=== DATASET EXTRACT ===
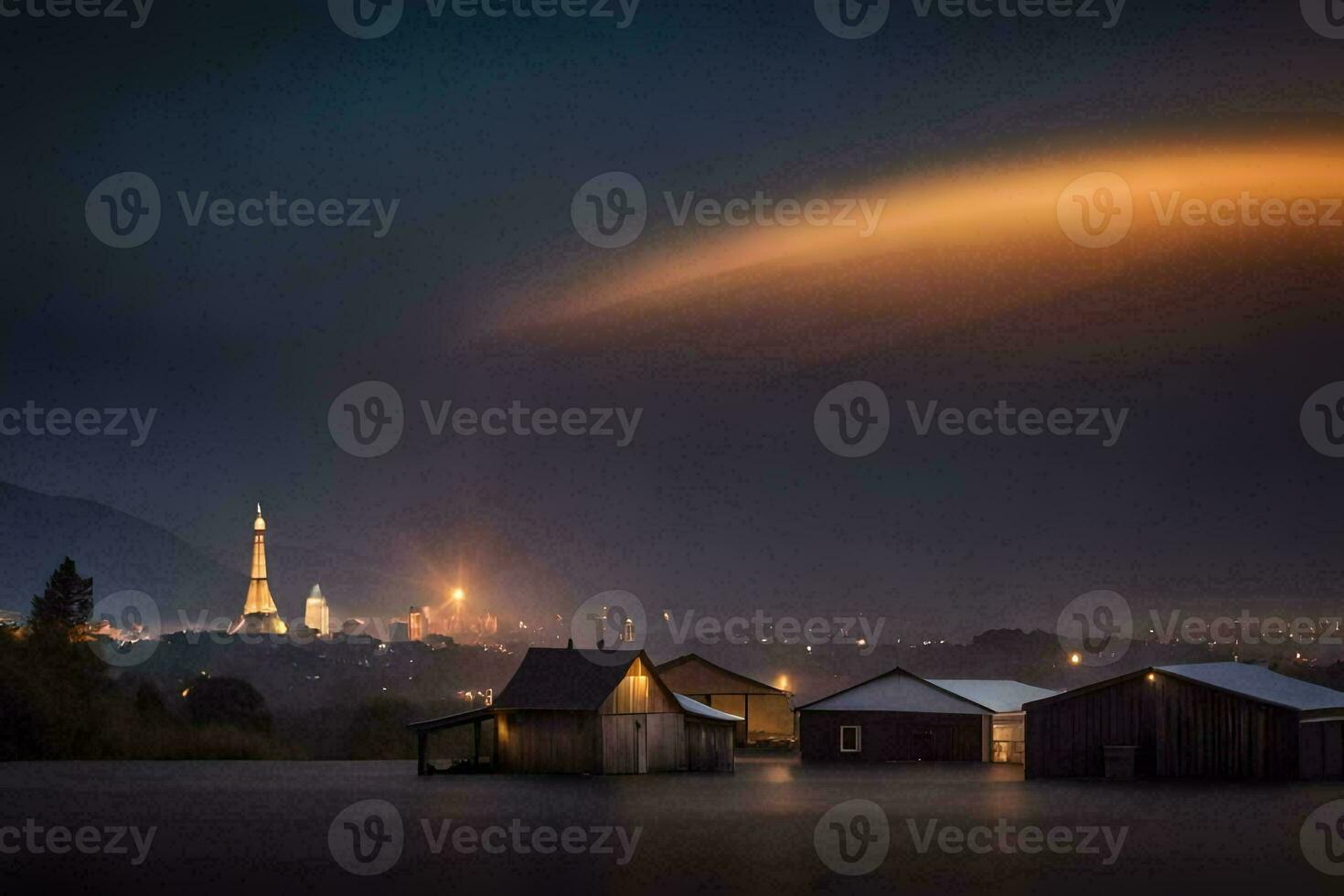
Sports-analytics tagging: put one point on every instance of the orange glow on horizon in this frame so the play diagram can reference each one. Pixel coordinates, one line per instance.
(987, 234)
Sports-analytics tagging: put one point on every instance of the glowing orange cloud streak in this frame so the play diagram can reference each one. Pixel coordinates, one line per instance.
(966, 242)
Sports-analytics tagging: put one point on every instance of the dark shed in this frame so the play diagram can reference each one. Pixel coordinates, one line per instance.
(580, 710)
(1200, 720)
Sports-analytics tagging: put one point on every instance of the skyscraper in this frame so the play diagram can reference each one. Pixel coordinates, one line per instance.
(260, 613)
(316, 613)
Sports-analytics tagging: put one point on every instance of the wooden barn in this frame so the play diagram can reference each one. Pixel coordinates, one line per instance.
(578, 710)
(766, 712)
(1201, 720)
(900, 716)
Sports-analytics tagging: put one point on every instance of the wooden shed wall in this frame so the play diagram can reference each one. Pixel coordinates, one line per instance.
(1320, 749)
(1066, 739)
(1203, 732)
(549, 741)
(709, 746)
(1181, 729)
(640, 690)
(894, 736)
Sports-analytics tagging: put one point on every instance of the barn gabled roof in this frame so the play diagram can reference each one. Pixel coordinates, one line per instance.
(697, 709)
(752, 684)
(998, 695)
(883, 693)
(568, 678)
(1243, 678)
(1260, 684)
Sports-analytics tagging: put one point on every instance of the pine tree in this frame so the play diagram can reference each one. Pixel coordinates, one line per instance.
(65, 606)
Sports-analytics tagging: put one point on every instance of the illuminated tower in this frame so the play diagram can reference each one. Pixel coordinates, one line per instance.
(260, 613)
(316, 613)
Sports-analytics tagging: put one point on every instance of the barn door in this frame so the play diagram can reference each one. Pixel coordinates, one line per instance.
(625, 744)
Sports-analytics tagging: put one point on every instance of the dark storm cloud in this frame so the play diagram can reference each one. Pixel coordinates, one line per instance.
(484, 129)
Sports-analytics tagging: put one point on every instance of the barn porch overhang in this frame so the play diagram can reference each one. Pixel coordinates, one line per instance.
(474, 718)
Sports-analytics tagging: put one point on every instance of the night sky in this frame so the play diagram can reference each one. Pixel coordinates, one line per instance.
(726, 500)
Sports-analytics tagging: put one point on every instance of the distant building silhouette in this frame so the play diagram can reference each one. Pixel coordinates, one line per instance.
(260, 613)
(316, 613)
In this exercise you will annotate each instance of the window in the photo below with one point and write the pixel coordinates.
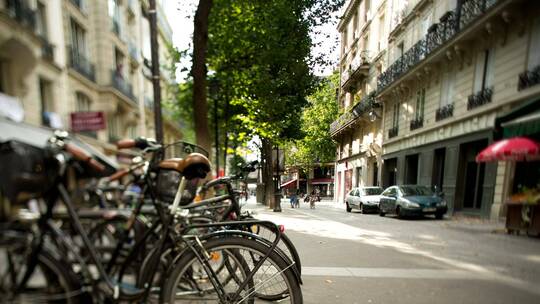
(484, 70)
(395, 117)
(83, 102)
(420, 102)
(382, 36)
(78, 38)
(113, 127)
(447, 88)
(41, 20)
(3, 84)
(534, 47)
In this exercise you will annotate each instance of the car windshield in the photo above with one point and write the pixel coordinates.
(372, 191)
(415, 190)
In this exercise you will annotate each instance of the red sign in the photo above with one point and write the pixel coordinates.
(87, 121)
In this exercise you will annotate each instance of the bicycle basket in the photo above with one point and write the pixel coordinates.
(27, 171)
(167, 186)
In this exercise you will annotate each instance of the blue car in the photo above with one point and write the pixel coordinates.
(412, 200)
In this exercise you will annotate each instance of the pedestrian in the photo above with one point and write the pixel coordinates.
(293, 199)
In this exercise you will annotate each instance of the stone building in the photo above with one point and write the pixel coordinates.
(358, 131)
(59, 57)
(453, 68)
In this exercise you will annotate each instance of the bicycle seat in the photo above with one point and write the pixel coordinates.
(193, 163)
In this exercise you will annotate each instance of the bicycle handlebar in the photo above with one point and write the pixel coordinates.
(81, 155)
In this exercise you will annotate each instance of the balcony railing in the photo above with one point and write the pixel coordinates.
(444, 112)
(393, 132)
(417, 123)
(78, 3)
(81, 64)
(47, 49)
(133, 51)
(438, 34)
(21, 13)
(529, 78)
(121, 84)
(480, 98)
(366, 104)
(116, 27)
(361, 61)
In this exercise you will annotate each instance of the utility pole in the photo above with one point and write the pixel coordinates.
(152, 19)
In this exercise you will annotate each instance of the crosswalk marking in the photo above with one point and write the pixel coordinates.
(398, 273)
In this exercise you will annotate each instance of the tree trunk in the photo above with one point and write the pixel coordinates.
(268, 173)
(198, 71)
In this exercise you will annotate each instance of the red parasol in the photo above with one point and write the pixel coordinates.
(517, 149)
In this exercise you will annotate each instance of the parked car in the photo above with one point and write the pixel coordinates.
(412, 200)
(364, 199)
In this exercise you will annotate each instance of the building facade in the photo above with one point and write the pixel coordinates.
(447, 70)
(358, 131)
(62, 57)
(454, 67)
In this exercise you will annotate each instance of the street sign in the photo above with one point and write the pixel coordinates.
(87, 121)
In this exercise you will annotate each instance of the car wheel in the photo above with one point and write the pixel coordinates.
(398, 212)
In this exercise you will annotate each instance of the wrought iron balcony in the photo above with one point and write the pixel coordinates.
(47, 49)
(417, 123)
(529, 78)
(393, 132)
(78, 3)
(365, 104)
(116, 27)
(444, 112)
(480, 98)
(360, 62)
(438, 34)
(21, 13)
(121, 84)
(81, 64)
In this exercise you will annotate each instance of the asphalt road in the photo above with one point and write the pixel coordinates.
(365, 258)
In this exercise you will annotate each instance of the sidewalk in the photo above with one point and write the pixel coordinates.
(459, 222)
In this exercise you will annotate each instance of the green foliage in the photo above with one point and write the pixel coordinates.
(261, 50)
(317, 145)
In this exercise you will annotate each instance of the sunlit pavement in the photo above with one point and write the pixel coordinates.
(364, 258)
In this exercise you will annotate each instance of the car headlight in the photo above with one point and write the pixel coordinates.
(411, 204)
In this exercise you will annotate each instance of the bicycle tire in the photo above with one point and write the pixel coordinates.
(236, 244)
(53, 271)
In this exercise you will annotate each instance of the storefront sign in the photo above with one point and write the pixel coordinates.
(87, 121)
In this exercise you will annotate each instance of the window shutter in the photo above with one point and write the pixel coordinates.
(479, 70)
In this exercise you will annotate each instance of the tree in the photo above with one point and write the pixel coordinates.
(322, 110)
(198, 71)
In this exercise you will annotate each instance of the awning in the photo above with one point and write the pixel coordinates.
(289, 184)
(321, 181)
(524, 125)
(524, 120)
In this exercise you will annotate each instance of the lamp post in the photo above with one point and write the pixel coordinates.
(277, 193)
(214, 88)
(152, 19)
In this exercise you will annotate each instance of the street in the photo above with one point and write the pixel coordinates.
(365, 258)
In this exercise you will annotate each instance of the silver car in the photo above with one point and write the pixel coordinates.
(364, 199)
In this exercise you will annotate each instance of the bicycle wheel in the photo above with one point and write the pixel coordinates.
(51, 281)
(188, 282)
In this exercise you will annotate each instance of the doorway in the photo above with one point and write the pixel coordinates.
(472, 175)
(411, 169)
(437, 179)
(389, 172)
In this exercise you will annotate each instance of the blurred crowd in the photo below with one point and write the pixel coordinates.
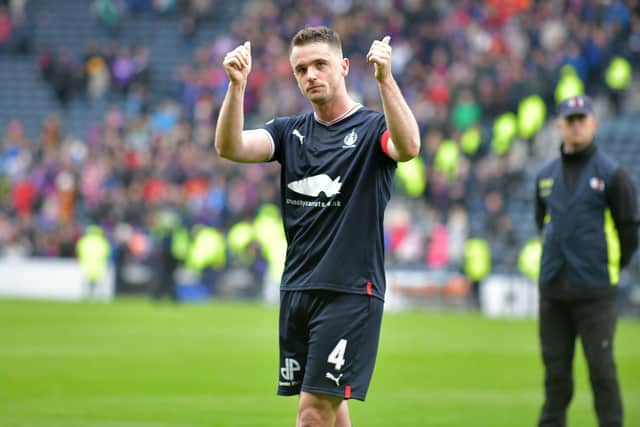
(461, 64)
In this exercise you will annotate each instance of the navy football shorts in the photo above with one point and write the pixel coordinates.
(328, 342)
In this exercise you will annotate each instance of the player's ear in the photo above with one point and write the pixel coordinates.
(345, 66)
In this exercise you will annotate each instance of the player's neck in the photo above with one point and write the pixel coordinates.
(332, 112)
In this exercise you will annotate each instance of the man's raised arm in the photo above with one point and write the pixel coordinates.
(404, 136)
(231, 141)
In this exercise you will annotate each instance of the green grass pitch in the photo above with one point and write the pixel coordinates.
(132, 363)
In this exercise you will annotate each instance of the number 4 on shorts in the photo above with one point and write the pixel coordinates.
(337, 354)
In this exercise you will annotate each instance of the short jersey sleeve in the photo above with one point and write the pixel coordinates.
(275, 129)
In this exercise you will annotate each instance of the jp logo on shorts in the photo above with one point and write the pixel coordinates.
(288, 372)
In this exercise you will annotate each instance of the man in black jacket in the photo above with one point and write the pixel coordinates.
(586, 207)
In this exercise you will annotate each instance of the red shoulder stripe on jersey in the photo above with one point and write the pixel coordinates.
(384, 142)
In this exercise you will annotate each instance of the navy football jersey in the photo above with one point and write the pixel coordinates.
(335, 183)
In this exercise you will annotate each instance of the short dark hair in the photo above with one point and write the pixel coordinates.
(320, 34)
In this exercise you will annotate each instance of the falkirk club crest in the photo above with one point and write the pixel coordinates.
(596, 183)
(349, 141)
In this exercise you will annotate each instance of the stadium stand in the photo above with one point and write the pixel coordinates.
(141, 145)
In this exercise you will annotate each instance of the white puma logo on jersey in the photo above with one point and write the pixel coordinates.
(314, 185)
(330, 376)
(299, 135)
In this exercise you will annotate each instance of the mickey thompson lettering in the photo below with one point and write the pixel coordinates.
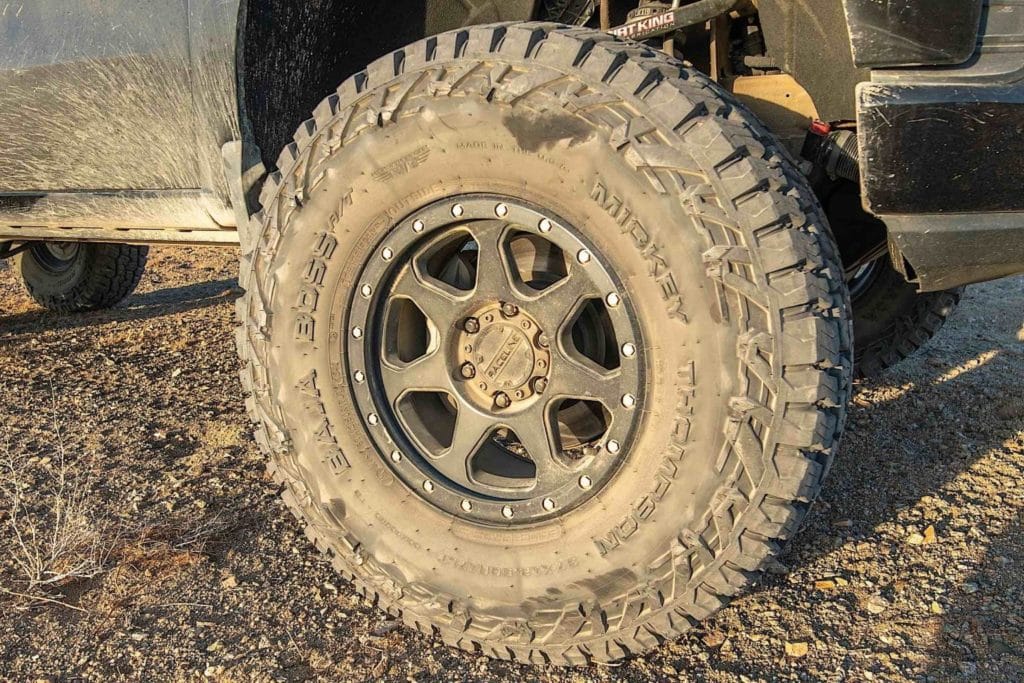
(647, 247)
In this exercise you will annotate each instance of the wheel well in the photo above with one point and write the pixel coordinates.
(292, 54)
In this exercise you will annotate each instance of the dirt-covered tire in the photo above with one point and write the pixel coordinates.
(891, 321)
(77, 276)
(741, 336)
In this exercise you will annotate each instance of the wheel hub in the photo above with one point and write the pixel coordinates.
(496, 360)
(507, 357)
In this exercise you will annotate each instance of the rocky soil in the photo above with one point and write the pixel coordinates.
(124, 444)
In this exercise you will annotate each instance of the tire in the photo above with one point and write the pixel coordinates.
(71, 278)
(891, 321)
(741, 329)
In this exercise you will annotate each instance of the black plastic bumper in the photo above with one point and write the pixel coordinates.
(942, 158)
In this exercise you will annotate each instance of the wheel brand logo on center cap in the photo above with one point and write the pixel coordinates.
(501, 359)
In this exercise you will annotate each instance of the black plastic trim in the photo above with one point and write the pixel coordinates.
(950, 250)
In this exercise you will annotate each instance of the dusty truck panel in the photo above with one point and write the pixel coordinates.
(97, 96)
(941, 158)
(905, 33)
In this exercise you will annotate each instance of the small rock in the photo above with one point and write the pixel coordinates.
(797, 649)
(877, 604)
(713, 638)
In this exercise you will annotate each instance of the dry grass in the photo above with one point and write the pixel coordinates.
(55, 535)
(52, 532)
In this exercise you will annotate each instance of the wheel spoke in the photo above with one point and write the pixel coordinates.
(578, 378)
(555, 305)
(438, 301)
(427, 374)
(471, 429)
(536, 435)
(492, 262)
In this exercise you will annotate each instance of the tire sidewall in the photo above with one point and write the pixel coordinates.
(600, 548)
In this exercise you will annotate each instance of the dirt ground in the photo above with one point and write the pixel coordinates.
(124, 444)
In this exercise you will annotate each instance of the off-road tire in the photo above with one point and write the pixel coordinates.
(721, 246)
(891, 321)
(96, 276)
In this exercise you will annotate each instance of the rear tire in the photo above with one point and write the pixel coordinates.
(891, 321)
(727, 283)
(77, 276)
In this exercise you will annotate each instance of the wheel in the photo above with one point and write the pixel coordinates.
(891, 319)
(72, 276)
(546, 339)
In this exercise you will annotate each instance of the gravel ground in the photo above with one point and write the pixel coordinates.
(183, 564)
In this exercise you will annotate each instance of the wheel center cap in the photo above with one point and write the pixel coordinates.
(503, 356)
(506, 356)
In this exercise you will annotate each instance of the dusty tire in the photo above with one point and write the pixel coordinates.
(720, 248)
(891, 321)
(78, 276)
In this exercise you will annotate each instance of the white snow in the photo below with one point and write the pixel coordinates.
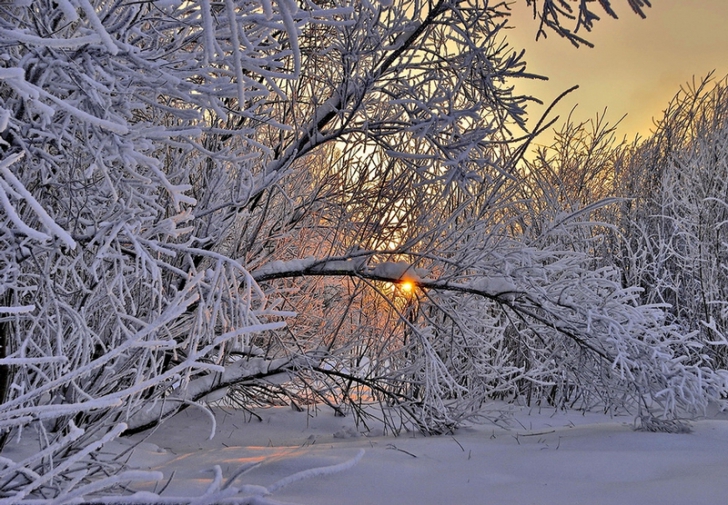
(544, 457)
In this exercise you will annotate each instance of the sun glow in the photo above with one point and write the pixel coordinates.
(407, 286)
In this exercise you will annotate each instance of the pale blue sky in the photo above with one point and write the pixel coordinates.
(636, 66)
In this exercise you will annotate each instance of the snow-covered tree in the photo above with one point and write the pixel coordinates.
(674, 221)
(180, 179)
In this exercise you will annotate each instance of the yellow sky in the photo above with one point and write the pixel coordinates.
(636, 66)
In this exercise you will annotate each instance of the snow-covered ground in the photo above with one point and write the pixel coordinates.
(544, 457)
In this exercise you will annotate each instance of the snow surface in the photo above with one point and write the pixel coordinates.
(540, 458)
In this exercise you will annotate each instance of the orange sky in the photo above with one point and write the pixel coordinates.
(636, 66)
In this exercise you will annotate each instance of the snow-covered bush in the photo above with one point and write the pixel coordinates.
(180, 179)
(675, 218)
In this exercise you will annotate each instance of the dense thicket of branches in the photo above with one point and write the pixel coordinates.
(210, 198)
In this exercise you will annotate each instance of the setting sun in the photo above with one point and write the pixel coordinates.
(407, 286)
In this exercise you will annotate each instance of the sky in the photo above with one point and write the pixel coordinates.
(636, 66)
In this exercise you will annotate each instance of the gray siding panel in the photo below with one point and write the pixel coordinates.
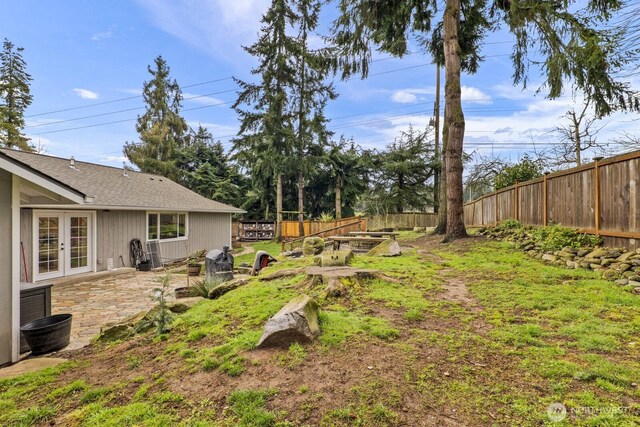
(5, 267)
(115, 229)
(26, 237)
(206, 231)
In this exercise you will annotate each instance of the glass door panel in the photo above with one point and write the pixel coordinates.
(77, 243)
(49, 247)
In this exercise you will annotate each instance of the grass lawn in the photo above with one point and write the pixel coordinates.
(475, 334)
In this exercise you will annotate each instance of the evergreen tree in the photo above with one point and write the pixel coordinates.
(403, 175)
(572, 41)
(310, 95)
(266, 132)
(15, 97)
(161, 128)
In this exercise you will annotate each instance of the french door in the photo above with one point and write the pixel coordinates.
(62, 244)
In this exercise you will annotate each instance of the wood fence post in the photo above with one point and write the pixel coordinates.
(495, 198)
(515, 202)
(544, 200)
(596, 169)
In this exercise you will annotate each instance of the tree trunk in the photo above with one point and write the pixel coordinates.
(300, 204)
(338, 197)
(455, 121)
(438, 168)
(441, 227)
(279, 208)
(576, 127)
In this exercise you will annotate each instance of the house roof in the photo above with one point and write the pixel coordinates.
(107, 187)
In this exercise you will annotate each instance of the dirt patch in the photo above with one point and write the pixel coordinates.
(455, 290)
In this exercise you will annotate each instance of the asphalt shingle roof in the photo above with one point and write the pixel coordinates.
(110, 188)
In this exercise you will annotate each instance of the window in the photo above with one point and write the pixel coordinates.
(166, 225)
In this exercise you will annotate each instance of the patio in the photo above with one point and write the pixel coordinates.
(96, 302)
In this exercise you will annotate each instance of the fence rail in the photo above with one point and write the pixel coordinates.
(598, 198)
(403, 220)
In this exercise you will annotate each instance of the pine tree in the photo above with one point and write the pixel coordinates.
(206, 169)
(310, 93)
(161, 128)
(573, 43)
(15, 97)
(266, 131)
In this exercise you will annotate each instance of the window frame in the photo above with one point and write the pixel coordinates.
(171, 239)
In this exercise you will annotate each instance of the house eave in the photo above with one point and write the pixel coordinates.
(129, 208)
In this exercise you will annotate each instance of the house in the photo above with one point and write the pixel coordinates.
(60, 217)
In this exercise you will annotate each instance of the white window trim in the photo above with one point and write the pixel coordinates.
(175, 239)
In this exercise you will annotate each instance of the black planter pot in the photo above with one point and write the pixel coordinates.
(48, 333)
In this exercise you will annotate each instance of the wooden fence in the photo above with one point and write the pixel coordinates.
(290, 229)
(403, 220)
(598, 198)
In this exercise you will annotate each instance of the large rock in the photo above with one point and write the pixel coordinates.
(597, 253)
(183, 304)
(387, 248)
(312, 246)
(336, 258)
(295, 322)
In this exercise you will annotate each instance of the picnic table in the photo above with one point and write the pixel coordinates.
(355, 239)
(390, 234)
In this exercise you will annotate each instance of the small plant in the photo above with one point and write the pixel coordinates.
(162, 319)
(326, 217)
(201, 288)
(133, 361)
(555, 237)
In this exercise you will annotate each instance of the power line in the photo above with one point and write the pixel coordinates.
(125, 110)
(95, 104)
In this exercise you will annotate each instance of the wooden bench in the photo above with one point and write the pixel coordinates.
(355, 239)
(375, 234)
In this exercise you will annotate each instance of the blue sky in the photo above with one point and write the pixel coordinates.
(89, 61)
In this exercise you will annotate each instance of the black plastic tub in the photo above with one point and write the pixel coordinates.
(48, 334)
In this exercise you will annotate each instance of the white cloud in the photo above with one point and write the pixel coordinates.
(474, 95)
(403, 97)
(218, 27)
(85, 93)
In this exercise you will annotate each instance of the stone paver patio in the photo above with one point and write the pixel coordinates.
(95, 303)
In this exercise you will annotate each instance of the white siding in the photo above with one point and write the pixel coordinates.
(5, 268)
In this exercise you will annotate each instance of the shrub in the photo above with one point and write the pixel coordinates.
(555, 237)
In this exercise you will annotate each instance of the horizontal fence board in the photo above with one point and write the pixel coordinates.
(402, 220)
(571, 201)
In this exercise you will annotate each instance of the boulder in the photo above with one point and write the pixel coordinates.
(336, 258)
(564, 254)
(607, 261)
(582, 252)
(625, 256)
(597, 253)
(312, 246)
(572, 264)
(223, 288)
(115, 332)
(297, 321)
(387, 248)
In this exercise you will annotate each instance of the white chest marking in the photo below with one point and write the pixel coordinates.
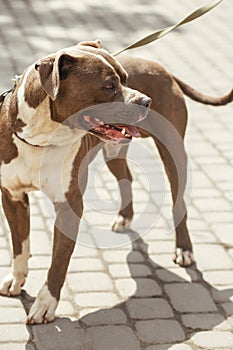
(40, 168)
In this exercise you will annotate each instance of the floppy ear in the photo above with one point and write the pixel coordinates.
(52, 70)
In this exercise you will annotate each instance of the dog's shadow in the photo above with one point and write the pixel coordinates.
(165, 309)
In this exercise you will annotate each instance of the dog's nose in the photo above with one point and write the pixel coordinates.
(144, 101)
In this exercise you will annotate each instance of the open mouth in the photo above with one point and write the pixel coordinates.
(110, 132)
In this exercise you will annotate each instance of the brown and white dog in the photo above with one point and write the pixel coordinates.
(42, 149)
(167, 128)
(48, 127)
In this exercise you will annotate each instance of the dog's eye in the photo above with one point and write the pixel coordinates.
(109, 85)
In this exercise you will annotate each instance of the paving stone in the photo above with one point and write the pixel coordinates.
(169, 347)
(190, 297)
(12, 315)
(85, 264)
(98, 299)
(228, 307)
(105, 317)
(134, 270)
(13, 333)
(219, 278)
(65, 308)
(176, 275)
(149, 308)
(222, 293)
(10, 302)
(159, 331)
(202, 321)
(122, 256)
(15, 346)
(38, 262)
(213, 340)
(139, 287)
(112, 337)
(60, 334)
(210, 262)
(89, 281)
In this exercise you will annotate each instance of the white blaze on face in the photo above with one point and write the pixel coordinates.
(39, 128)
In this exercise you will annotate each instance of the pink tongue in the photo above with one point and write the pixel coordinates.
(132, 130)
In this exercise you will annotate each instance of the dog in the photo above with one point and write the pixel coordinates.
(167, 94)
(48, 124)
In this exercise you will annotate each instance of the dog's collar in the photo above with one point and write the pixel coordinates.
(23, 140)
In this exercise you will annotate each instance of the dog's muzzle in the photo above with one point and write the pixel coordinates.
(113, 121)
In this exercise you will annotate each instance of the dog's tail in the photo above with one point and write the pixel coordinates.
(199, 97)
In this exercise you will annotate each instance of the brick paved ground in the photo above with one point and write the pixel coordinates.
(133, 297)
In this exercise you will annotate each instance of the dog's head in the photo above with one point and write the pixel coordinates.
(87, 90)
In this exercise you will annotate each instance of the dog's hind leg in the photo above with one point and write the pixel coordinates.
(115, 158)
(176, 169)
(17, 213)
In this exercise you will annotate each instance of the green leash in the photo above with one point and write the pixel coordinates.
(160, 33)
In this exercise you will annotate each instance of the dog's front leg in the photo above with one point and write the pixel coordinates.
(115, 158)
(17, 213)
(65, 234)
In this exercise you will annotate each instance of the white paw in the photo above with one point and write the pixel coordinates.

=== WHAT YOU SHOULD DO ===
Each line from the one that includes "the dog's front" down to the close of the records above is to be given again exactly, and no other line is to appear.

=== RESULT OF THIS EXERCISE ===
In this exercise you will annotate each instance of the dog's front leg in the photo above with one point and write the pixel coordinates.
(115, 158)
(17, 213)
(65, 234)
In this exercise you will annotate each instance of the white paw in the photo above with one point and write the pixel coordinates.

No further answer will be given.